TASK DETAILS:
Output each entry verbatim.

Saved entries:
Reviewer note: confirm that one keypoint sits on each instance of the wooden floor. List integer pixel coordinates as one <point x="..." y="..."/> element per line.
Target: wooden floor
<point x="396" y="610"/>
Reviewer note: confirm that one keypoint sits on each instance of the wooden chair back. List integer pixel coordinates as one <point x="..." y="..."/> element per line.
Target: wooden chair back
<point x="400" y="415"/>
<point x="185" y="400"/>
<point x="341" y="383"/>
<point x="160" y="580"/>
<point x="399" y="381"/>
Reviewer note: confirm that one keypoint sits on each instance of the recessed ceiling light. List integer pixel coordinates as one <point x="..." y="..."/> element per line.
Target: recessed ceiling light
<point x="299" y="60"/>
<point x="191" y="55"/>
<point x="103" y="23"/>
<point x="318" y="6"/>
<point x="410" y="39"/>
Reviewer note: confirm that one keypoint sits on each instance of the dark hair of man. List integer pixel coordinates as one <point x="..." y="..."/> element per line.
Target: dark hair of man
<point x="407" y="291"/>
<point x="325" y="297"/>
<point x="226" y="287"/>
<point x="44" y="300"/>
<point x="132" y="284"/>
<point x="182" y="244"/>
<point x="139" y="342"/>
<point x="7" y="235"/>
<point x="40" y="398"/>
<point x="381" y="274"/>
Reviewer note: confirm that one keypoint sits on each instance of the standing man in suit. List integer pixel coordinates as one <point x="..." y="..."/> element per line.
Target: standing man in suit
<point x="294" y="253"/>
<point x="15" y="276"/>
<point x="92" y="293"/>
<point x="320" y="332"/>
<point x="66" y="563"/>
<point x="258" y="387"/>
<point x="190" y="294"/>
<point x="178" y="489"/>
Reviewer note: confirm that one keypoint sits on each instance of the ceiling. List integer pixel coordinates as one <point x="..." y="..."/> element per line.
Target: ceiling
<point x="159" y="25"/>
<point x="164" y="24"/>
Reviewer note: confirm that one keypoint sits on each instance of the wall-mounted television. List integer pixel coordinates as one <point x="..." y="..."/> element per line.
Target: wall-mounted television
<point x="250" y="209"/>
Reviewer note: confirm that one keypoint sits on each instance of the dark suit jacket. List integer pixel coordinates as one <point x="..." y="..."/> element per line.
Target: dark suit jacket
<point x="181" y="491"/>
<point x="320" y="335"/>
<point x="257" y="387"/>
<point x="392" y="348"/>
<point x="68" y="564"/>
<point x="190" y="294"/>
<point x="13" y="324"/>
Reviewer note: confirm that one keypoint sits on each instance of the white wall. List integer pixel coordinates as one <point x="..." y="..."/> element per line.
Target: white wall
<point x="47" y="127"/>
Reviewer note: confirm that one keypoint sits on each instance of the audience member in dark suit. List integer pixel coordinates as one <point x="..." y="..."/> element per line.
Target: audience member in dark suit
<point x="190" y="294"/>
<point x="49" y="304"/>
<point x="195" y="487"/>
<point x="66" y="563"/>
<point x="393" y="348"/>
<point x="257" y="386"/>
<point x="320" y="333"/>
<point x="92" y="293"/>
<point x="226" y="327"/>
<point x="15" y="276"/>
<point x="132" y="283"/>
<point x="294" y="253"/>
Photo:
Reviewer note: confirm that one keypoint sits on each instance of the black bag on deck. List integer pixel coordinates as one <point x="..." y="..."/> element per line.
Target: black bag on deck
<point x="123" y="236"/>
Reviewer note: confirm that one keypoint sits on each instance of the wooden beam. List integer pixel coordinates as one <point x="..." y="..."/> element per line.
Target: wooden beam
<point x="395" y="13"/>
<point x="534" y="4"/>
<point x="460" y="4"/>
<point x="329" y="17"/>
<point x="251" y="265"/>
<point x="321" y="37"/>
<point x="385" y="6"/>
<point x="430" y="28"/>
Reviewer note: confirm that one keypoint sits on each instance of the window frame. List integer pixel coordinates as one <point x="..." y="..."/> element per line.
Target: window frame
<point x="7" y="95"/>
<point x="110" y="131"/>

YOUR SOLUTION:
Reviewer note: confirm that one keypoint sits on each instance of the wooden floor. List integer pixel coordinates as one <point x="..." y="..."/> element per line.
Target: wooden floor
<point x="396" y="610"/>
Reviewer note: confirm that one keypoint sits on each instance of the wooden chair back. List integer pixel coordinates as one <point x="..." y="..."/> element per line.
Target: wooden chair back
<point x="400" y="415"/>
<point x="185" y="400"/>
<point x="341" y="383"/>
<point x="160" y="580"/>
<point x="399" y="381"/>
Reviewer note: confirm that one keypoint sits on each instance of the recessed ceiling light. List integer pixel coordinates as one <point x="..." y="..."/> element per line.
Target: recessed ceiling light
<point x="299" y="60"/>
<point x="191" y="55"/>
<point x="103" y="23"/>
<point x="318" y="6"/>
<point x="410" y="39"/>
Reviewer note: confirm that one keypoint sits on each instance of the dark hair of man. List integer pixel coordinates as one <point x="..." y="..."/> element per line.
Target: dark hair of man
<point x="407" y="291"/>
<point x="325" y="297"/>
<point x="226" y="287"/>
<point x="44" y="300"/>
<point x="132" y="284"/>
<point x="182" y="244"/>
<point x="139" y="342"/>
<point x="7" y="235"/>
<point x="40" y="398"/>
<point x="381" y="274"/>
Reviewer note: confirm that one keypoint sits on each instance of the standing man in suit. List integer pixel coordinates as one <point x="..." y="..."/> element per line.
Target: standing man in suit
<point x="294" y="253"/>
<point x="15" y="276"/>
<point x="92" y="293"/>
<point x="320" y="332"/>
<point x="66" y="563"/>
<point x="258" y="387"/>
<point x="190" y="294"/>
<point x="178" y="489"/>
Reviewer note: confirm that one keypoint sits on each instance of the ceiling. List integer pixel coordinates as one <point x="..." y="..."/> element per line.
Target: ceiling
<point x="159" y="25"/>
<point x="164" y="24"/>
Reviewer note: confirm that one keypoint sits on each instance of the wall-mounted television. List integer pixel coordinates as one <point x="..." y="..."/> element per line.
Target: wall-mounted television
<point x="250" y="209"/>
Reviewer note: confirm that one keypoint sits on each instance of the dark suit jacket. List integer pixel coordinates as one <point x="..." y="..."/> element per line.
Target: dark suit jacket
<point x="181" y="491"/>
<point x="320" y="335"/>
<point x="257" y="387"/>
<point x="392" y="348"/>
<point x="68" y="564"/>
<point x="190" y="294"/>
<point x="13" y="324"/>
Reviewer note: confirm that one keypoint sits on each instance of the white wall. List integer pixel coordinates as one <point x="..." y="..."/> element per line.
Target: white wall
<point x="47" y="127"/>
Reviewer note: confirm that one keypoint sits on each instance of the audience member in dark suit. List integer pixel coordinates as one <point x="..." y="..."/> element per line.
Target: audience member in dark suit
<point x="190" y="294"/>
<point x="49" y="304"/>
<point x="195" y="487"/>
<point x="66" y="563"/>
<point x="393" y="348"/>
<point x="257" y="386"/>
<point x="320" y="333"/>
<point x="92" y="293"/>
<point x="226" y="327"/>
<point x="15" y="276"/>
<point x="132" y="283"/>
<point x="294" y="253"/>
Photo:
Reviewer note: confirm that one keypoint sits on each instance of the black bag on deck. List integer pixel coordinates as one <point x="..." y="..."/> element per line.
Target: black bag on deck
<point x="123" y="236"/>
Reviewer note: confirm that one keypoint sits on each instance of the wooden beam. List integer pixel coordinates as one <point x="..." y="..."/> element per line.
Target: wooden beam
<point x="395" y="13"/>
<point x="534" y="4"/>
<point x="460" y="4"/>
<point x="329" y="17"/>
<point x="251" y="265"/>
<point x="321" y="37"/>
<point x="385" y="6"/>
<point x="430" y="28"/>
Reviewer note: confirm that one keypoint sits on each instance of the window frame. List integer pixel coordinates as one <point x="..." y="..."/> element per line.
Target: window frame
<point x="7" y="95"/>
<point x="110" y="131"/>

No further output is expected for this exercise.